Put each line of the entries below into a JSON list of strings, one string per line, with blank lines omitted and the pictures left out.

◆ **Listed records**:
----------

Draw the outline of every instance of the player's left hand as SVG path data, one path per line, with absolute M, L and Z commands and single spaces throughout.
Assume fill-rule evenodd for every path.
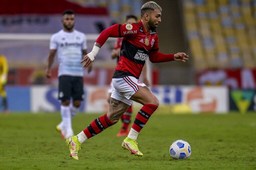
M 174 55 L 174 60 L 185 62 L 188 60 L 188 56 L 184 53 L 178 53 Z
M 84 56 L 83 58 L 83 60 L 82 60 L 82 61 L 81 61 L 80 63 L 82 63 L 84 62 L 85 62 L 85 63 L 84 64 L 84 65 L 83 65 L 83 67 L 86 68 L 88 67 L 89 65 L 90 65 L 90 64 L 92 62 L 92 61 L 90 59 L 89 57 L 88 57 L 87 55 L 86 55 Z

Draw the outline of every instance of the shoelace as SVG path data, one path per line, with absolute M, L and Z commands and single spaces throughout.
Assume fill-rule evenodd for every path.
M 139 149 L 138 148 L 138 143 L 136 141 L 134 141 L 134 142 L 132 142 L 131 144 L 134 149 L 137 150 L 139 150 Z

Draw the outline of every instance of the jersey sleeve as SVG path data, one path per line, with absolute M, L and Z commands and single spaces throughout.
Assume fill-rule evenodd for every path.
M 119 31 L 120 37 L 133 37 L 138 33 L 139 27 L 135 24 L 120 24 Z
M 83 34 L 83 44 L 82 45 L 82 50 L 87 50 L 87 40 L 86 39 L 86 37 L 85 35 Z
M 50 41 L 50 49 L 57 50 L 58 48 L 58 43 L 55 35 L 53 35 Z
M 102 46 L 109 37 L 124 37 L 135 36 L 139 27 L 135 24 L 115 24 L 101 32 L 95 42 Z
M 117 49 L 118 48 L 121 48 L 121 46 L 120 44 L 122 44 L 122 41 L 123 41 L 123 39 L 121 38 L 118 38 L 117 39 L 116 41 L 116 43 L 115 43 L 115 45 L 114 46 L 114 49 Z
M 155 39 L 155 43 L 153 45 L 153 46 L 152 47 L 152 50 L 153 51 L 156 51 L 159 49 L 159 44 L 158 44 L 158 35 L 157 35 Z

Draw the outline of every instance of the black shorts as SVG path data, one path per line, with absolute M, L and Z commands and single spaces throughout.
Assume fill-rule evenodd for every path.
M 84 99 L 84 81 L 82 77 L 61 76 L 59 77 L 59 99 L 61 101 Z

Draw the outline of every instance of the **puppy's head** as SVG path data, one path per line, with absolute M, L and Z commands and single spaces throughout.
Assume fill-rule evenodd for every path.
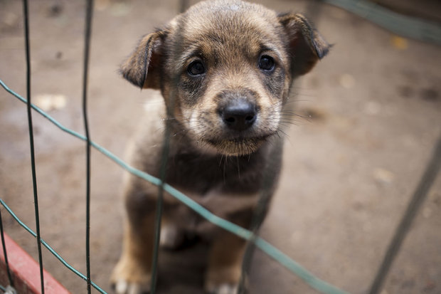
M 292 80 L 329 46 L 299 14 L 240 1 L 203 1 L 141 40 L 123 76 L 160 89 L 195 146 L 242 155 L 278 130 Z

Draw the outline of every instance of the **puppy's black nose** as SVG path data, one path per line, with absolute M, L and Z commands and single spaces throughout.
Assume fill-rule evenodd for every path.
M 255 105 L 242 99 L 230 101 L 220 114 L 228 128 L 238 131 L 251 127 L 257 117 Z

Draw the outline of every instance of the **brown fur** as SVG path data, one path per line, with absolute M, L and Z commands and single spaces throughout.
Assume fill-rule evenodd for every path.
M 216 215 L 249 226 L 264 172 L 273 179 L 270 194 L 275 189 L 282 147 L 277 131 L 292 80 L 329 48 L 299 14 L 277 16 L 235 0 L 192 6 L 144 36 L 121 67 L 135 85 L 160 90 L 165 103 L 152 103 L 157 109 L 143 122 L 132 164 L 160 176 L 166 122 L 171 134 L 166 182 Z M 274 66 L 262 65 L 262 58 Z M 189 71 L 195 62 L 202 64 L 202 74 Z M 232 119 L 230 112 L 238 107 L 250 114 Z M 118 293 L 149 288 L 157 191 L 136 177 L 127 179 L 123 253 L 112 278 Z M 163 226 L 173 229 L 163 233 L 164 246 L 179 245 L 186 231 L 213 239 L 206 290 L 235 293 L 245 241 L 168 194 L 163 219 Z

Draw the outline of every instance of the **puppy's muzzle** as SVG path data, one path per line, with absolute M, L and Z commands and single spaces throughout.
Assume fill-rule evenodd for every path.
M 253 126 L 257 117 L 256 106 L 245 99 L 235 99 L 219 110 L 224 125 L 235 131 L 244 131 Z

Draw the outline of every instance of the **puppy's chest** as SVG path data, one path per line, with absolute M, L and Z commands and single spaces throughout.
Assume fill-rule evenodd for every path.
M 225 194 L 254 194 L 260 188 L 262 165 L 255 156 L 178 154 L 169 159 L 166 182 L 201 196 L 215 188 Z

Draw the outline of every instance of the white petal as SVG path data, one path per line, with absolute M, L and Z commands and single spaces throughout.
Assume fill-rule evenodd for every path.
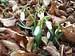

----------

◆ **Exercise response**:
[
  "Draw the outline of every instance of the player's left hand as SVG path data, one path per line, with absolute M, L and Z commands and single spaces throughout.",
  "Assume fill-rule evenodd for every path.",
  "M 174 55 L 174 60 L 185 62 L 188 60 L 188 56 L 184 53 L 178 53 Z",
  "M 84 56 L 83 58 L 83 60 L 82 60 L 82 61 L 81 61 L 80 63 L 82 63 L 84 62 L 85 62 L 85 63 L 84 64 L 84 65 L 83 65 L 83 67 L 86 68 L 88 67 L 89 65 L 90 65 L 90 64 L 92 62 L 92 61 L 90 59 L 89 57 L 88 57 L 87 55 L 86 55 Z",
  "Draw the outline of every instance of the shoelace as SVG path data, one path per line, with absolute M, L and Z commands and single spaces throughout.",
  "Assume fill-rule evenodd for every path.",
  "M 139 149 L 138 148 L 138 143 L 136 141 L 134 141 L 134 142 L 132 142 L 131 144 L 134 149 L 137 150 L 139 150 Z",
  "Draw the outline of every instance of the jersey sleeve as SVG path data, one path per line, with absolute M, L and Z commands and single spaces throughout.",
  "Assume fill-rule evenodd for every path.",
  "M 119 31 L 120 37 L 133 37 L 138 33 L 139 27 L 135 24 L 120 24 Z",
  "M 83 34 L 83 44 L 82 45 L 82 50 L 87 50 L 87 40 L 86 39 L 86 37 L 85 35 Z",
  "M 50 41 L 50 49 L 57 50 L 58 48 L 58 43 L 55 35 L 53 35 Z",
  "M 102 46 L 109 37 L 124 37 L 135 36 L 139 27 L 135 24 L 115 24 L 101 32 L 95 42 Z",
  "M 117 49 L 118 48 L 121 48 L 121 46 L 120 44 L 122 44 L 122 41 L 123 41 L 123 39 L 121 38 L 118 38 L 117 39 L 116 41 L 116 43 L 115 43 L 115 45 L 114 46 L 114 49 Z",
  "M 155 39 L 155 43 L 153 45 L 153 46 L 152 47 L 152 50 L 153 51 L 156 51 L 159 49 L 159 44 L 158 44 L 158 35 L 157 35 Z",
  "Draw the outline of every instance of the black shorts as SVG path data, one path per line, with absolute M, L and Z commands and single spaces throughout.",
  "Assume fill-rule evenodd for every path.",
  "M 84 99 L 84 81 L 82 77 L 61 76 L 59 77 L 59 99 L 61 101 Z",
  "Draw the outline of every instance of the **puppy's head** as SVG path data, one path per line, with absolute M, L and Z commands and single spaces throughout.",
  "Assume fill-rule evenodd for every path.",
  "M 292 80 L 329 46 L 299 14 L 240 1 L 203 1 L 141 40 L 123 76 L 160 89 L 195 146 L 242 155 L 278 130 Z",
  "Draw the outline of every instance of the **puppy's black nose** as SVG path data, one path per line, with absolute M, L and Z commands and single spaces throughout.",
  "Assume fill-rule evenodd for every path.",
  "M 255 105 L 242 99 L 230 101 L 220 114 L 228 128 L 238 131 L 251 127 L 257 117 Z",
  "Draw the outline of every instance of the **brown fur** as SVG path data, one path per line, with absolute M, L and Z commands and single spaces throughout.",
  "Assume fill-rule evenodd for every path.",
  "M 216 215 L 249 226 L 264 172 L 273 179 L 270 194 L 275 189 L 282 147 L 277 131 L 292 80 L 329 48 L 299 14 L 277 16 L 235 0 L 192 6 L 144 36 L 121 67 L 135 85 L 160 90 L 165 103 L 152 103 L 157 109 L 143 122 L 132 164 L 160 176 L 166 122 L 171 134 L 166 182 Z M 274 66 L 262 65 L 262 58 Z M 189 71 L 195 62 L 202 64 L 202 74 Z M 232 119 L 230 112 L 238 107 L 250 114 Z M 118 293 L 149 288 L 157 191 L 136 177 L 127 179 L 123 253 L 112 278 Z M 163 226 L 173 229 L 163 233 L 164 246 L 179 245 L 186 231 L 213 239 L 206 290 L 235 293 L 245 241 L 168 194 L 163 219 Z",
  "Draw the outline of every instance of the **puppy's muzzle** as SVG path data, one path per line, with absolute M, L and Z commands and single spaces throughout.",
  "Assume fill-rule evenodd for every path.",
  "M 253 126 L 257 117 L 256 106 L 245 99 L 235 99 L 219 110 L 224 125 L 235 131 L 244 131 Z",
  "Draw the outline of every instance of the **puppy's chest** as SVG path data, one path per line, with absolute M, L and Z commands and single spaces throughout.",
  "Assume fill-rule evenodd for every path.",
  "M 225 194 L 254 194 L 260 188 L 262 165 L 255 156 L 178 154 L 169 159 L 166 182 L 201 196 L 215 188 Z",
  "Draw the outline of every instance of the white petal as SVG path data, one path per line, with absolute M, L and Z commands and single spaces throughout.",
  "Assume fill-rule evenodd for every path."
]